• Goal: How many lines in the records below contain the word "bridge"? Reply with the number alone.
<<<<
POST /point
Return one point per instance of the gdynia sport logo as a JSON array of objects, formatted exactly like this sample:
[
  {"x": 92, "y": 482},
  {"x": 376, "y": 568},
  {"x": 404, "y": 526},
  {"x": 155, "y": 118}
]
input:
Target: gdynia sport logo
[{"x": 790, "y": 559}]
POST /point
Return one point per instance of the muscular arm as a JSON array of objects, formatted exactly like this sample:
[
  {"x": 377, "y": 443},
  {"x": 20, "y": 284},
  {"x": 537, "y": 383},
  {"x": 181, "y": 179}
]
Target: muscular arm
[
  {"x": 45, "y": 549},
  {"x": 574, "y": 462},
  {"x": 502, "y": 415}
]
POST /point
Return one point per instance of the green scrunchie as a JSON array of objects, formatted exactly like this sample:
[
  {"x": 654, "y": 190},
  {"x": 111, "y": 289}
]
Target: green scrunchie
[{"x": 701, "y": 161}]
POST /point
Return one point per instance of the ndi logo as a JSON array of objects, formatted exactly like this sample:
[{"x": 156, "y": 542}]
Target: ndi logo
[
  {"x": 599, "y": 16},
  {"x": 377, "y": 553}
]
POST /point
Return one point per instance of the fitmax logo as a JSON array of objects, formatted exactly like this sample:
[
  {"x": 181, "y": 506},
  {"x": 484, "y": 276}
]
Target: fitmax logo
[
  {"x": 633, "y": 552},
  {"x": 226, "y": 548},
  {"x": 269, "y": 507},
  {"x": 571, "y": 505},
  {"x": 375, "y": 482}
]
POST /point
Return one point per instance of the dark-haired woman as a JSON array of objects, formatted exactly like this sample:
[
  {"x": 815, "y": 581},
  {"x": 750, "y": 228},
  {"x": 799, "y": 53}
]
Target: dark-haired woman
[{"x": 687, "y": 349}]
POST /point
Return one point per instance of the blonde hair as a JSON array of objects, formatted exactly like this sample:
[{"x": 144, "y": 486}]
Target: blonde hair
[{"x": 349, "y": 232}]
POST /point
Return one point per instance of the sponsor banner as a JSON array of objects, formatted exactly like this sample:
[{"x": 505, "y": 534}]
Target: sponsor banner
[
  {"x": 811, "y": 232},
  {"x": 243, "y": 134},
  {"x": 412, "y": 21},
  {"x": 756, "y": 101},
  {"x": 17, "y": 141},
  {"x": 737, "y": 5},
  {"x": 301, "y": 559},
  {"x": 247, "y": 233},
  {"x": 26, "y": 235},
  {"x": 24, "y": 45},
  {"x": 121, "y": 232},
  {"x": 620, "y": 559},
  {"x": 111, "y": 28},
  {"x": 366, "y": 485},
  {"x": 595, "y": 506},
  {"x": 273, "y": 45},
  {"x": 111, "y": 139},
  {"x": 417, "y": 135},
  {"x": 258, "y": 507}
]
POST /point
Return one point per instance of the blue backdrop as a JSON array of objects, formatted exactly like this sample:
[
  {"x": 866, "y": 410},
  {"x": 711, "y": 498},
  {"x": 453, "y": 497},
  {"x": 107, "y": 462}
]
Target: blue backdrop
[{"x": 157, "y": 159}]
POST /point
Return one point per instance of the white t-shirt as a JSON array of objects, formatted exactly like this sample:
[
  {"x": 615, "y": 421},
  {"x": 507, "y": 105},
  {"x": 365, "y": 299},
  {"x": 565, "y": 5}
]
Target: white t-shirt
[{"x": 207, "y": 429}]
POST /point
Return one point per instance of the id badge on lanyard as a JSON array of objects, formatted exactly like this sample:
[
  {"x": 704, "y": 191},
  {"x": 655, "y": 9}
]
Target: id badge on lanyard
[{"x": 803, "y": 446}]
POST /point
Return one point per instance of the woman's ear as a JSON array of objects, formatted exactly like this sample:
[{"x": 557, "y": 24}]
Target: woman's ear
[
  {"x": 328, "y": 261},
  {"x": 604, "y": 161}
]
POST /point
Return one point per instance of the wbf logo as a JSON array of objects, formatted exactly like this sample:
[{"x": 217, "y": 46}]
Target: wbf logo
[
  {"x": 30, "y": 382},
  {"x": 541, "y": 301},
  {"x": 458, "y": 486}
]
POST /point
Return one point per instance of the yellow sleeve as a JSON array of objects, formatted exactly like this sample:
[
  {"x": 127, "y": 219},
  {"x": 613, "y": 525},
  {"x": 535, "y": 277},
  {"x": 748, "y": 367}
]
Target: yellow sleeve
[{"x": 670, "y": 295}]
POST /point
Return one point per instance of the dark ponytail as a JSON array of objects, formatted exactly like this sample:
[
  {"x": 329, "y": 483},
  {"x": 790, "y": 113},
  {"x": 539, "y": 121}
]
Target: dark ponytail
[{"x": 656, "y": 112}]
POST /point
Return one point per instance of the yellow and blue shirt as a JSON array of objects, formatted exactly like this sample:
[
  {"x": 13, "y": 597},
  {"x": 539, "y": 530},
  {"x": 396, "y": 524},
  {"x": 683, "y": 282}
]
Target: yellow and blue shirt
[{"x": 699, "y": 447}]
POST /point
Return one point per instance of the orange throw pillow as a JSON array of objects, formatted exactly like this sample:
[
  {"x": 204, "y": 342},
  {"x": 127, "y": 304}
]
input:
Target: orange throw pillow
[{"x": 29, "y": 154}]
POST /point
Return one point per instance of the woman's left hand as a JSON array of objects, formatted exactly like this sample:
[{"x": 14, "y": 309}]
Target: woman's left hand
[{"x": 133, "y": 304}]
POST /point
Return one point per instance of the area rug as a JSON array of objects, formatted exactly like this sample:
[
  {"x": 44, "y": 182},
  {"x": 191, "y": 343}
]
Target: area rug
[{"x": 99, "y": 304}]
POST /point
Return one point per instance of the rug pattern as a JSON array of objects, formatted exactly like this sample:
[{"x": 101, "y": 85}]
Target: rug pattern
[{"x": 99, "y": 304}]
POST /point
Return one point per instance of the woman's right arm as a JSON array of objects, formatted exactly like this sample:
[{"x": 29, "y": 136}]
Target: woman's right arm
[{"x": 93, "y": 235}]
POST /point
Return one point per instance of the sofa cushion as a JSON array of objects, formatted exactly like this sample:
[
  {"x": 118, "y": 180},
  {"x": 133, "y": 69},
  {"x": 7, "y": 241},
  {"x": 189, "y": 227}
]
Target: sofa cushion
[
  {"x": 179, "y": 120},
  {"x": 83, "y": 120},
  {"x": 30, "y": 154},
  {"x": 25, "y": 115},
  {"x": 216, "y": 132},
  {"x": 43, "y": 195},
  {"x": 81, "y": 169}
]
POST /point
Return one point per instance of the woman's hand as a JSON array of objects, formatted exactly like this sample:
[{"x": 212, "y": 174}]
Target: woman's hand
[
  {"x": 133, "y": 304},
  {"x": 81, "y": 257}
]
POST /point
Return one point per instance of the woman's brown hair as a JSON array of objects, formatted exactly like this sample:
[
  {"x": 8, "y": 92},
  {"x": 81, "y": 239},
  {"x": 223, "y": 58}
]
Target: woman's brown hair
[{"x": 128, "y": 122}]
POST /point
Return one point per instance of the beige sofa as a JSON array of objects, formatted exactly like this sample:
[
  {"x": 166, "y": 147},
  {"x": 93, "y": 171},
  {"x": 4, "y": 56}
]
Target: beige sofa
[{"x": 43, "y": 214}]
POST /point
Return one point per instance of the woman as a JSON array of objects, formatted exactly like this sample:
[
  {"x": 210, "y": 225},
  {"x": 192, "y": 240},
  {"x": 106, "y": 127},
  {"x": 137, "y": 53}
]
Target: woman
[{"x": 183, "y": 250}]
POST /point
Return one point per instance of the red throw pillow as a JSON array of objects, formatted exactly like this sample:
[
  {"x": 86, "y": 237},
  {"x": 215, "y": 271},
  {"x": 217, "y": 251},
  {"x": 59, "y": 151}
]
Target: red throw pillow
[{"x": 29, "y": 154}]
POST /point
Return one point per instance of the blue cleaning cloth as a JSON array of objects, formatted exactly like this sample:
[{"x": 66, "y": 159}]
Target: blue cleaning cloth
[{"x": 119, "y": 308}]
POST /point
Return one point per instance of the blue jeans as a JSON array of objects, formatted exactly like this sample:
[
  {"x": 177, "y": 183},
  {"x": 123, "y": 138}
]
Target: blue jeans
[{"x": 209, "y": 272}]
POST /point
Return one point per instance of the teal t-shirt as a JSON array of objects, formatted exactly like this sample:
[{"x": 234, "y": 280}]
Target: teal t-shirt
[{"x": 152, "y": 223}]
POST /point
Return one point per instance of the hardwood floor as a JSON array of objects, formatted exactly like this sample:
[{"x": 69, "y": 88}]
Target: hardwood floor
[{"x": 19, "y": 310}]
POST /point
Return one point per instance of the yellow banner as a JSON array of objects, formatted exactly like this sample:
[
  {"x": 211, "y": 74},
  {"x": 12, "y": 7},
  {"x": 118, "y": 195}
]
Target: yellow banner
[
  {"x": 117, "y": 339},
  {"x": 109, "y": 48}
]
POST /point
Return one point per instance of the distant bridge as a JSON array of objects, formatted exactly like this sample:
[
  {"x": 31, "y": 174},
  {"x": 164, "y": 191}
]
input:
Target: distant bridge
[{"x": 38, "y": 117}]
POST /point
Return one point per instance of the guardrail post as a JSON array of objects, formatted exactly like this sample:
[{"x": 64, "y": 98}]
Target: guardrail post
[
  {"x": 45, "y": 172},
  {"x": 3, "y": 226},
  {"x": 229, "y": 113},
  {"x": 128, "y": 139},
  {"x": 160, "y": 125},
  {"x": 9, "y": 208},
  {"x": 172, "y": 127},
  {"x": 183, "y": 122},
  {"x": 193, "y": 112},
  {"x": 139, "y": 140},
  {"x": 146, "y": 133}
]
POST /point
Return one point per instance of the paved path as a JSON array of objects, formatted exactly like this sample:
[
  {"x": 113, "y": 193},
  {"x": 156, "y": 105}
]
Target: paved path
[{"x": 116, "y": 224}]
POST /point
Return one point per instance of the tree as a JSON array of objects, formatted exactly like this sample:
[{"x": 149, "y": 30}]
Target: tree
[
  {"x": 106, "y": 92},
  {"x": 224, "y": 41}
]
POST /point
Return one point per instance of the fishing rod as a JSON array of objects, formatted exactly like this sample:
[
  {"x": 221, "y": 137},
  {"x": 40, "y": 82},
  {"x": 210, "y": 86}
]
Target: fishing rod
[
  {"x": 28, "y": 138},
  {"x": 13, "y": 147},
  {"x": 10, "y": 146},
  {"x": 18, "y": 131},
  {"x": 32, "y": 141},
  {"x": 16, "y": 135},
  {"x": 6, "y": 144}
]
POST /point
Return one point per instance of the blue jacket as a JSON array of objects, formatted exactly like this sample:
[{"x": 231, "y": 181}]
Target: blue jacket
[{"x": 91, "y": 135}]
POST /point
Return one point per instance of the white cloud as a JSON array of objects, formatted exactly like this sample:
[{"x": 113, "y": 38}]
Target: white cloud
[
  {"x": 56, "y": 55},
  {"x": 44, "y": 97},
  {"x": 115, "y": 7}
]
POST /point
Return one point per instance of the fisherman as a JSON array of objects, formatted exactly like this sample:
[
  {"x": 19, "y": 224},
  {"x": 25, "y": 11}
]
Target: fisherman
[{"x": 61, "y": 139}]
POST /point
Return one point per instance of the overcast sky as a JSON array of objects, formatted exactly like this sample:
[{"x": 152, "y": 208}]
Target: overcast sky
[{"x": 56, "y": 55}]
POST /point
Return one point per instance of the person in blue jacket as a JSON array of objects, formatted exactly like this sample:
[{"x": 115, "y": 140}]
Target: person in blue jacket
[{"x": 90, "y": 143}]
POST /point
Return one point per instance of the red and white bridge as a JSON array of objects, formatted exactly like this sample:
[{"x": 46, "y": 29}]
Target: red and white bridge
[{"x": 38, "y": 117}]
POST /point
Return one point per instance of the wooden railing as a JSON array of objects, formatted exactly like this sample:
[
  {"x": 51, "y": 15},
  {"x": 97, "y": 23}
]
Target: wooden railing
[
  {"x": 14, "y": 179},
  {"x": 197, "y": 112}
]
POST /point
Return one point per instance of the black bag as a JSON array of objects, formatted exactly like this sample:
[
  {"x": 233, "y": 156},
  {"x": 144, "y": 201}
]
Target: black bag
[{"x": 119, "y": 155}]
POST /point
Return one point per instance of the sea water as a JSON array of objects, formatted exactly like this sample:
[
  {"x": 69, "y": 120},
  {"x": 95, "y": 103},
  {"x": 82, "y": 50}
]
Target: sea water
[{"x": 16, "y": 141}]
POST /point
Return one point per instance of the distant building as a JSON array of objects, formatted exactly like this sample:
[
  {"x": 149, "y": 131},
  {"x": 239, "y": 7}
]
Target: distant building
>>>>
• Response: 4